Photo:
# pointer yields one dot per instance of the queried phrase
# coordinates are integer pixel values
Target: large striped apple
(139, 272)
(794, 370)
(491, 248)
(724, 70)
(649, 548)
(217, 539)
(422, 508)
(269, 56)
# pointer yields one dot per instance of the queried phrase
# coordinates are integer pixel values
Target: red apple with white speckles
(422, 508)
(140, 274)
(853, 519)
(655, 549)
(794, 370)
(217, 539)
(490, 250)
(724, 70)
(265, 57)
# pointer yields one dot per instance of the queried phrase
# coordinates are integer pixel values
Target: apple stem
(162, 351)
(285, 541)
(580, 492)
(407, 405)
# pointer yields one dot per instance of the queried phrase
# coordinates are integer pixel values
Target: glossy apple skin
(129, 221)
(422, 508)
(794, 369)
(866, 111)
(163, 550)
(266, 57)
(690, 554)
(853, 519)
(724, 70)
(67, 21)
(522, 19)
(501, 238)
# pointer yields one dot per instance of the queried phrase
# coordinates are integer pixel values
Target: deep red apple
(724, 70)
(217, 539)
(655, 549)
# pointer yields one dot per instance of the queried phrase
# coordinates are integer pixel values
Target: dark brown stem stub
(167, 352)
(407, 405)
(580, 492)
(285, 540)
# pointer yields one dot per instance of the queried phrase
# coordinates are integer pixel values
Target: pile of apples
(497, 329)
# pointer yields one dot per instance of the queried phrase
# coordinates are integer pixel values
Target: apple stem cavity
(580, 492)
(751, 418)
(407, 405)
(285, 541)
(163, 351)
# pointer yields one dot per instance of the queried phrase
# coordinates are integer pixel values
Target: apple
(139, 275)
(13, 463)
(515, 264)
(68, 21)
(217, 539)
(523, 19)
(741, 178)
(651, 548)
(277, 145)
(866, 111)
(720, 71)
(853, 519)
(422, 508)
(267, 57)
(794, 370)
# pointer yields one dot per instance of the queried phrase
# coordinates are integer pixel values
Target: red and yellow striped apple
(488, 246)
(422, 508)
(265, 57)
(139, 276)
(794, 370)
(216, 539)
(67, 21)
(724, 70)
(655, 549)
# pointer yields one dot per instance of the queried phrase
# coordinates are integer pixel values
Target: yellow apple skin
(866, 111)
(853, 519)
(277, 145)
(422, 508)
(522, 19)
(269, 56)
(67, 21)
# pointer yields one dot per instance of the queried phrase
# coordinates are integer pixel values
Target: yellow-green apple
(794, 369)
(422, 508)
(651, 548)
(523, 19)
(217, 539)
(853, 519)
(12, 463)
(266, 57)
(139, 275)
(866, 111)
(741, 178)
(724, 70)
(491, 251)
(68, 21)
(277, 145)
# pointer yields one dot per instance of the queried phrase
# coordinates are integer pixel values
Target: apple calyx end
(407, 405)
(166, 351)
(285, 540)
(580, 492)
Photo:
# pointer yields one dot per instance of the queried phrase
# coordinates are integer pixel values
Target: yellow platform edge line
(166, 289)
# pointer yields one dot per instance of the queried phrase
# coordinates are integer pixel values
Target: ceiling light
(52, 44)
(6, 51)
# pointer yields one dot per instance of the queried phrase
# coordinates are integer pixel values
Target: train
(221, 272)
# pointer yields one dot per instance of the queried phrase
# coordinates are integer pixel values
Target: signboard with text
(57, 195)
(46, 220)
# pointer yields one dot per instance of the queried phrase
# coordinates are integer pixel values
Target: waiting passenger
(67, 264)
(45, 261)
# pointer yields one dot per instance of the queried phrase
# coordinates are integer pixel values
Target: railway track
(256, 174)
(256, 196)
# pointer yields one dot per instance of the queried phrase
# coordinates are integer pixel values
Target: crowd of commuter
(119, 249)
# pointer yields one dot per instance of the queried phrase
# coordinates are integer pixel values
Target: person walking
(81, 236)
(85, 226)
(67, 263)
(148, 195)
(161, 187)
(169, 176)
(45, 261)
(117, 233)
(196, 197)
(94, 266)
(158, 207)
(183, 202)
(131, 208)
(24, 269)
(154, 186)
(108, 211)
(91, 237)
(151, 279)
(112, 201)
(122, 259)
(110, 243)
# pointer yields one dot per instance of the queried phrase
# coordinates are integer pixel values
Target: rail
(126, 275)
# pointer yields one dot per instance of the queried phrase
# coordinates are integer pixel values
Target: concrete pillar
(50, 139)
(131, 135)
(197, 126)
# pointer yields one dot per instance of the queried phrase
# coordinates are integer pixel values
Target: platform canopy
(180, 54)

━━━━━━

**What you are asked to do**
Write out the records shown above, exactly as they appear.

**Response below**
Photo:
# pointer yields one dot per instance of the queried phrase
# coordinates are integer pixel values
Target: large striped apple
(139, 272)
(794, 370)
(491, 248)
(724, 70)
(649, 548)
(217, 539)
(422, 508)
(269, 56)
# pointer yields one dot per instance of the queried phrase
# coordinates are integer pixel values
Target: red apple with white speckles
(422, 508)
(140, 274)
(853, 519)
(655, 549)
(794, 370)
(217, 539)
(490, 250)
(724, 70)
(265, 57)
# pointer yields one dot per instance of the queried phrase
# coordinates are integer pixel values
Target: apple stem
(162, 351)
(285, 541)
(580, 492)
(407, 405)
# pointer yields one dot per instance of the queried phrase
# coordinates are integer pixel values
Target: glossy apple skin
(129, 221)
(422, 508)
(794, 369)
(866, 111)
(163, 550)
(266, 57)
(690, 554)
(853, 519)
(724, 70)
(67, 21)
(522, 19)
(501, 238)
# pointer yields one dot per instance of the queried phrase
# coordinates are integer pixel values
Target: deep red apple
(724, 70)
(217, 539)
(655, 549)
# pointer yields one dot per instance of the queried phrase
# coordinates are integer pixel values
Target: dark brown stem stub
(167, 352)
(407, 405)
(580, 492)
(285, 540)
# pointer yields one dot per instance of the queried phrase
# coordinates are integer pixel values
Target: pile of apples
(497, 329)
# pointer yields one dot per instance of the queried phrase
# coordinates are integer pixel values
Target: apple stem cavity
(580, 492)
(751, 418)
(407, 405)
(285, 541)
(163, 351)
# pointer yields one dot per instance of the queried phrase
# coordinates are integer pixel values
Target: apple
(139, 275)
(13, 463)
(515, 264)
(68, 21)
(217, 539)
(523, 19)
(741, 178)
(651, 548)
(277, 145)
(866, 111)
(720, 71)
(853, 519)
(422, 508)
(267, 57)
(794, 370)
# pointer yields one dot per instance of the queried phrase
# coordinates are integer pixel values
Target: red and yellow striped apple
(488, 246)
(422, 508)
(265, 57)
(139, 276)
(794, 370)
(216, 539)
(67, 21)
(724, 70)
(655, 549)
# pointer yields one dot per instance of the queried phrase
# coordinates are integer pixel values
Target: yellow apple skin
(866, 111)
(853, 519)
(277, 145)
(422, 508)
(522, 19)
(269, 56)
(67, 21)
# pointer yields one dot per instance of the queried phrase
# coordinates are integer pixel values
Target: yellow-green apple
(794, 369)
(422, 508)
(651, 548)
(523, 19)
(217, 539)
(853, 519)
(12, 463)
(266, 57)
(139, 275)
(866, 111)
(741, 178)
(724, 70)
(491, 251)
(68, 21)
(277, 145)
# pointer yields one dot per instance of the queried phrase
# coordinates are integer pixel values
Target: apple calyx end
(407, 405)
(166, 351)
(285, 540)
(580, 492)
Photo:
# pointer yields one dot per instance of the queried phrase
# coordinates are integer pixel values
Target: yellow platform edge line
(166, 289)
# pointer yields one dot per instance of the queried phrase
# coordinates are integer pixel values
Target: ceiling light
(52, 44)
(6, 51)
# pointer yields one dot per instance of the queried phrase
# coordinates are integer pixel values
Target: train
(221, 272)
# pointer yields one dot per instance of the queried phrase
# coordinates are integer pixel values
Target: signboard with text
(57, 195)
(46, 220)
# pointer yields one dot per instance of the queried phrase
# coordinates are integer pixel values
Target: waiting passenger
(67, 264)
(45, 261)
# pointer yields one dot per instance of the queried phrase
# coordinates are integer pixel values
Target: railway track
(256, 174)
(256, 196)
# pointer yields one dot per instance of the queried phrase
# coordinates are integer pixel values
Target: crowd of commuter
(119, 249)
# pointer yields one dot per instance of the queried phrase
# coordinates are integer pixel values
Target: person walking
(81, 236)
(85, 226)
(67, 263)
(148, 195)
(161, 187)
(169, 176)
(45, 261)
(117, 233)
(196, 197)
(94, 266)
(158, 207)
(183, 202)
(131, 208)
(24, 269)
(154, 186)
(108, 211)
(91, 237)
(151, 279)
(112, 201)
(122, 259)
(110, 243)
# pointer yields one dot per instance of the queried phrase
# coordinates are integer pixel values
Target: rail
(126, 275)
# pointer yields one dot per instance of the queried phrase
# coordinates are integer pixel values
Target: concrete pillar
(50, 139)
(131, 135)
(197, 126)
# pointer yields one dot per instance of the queried phrase
# coordinates are integer pixel values
Target: platform canopy
(180, 54)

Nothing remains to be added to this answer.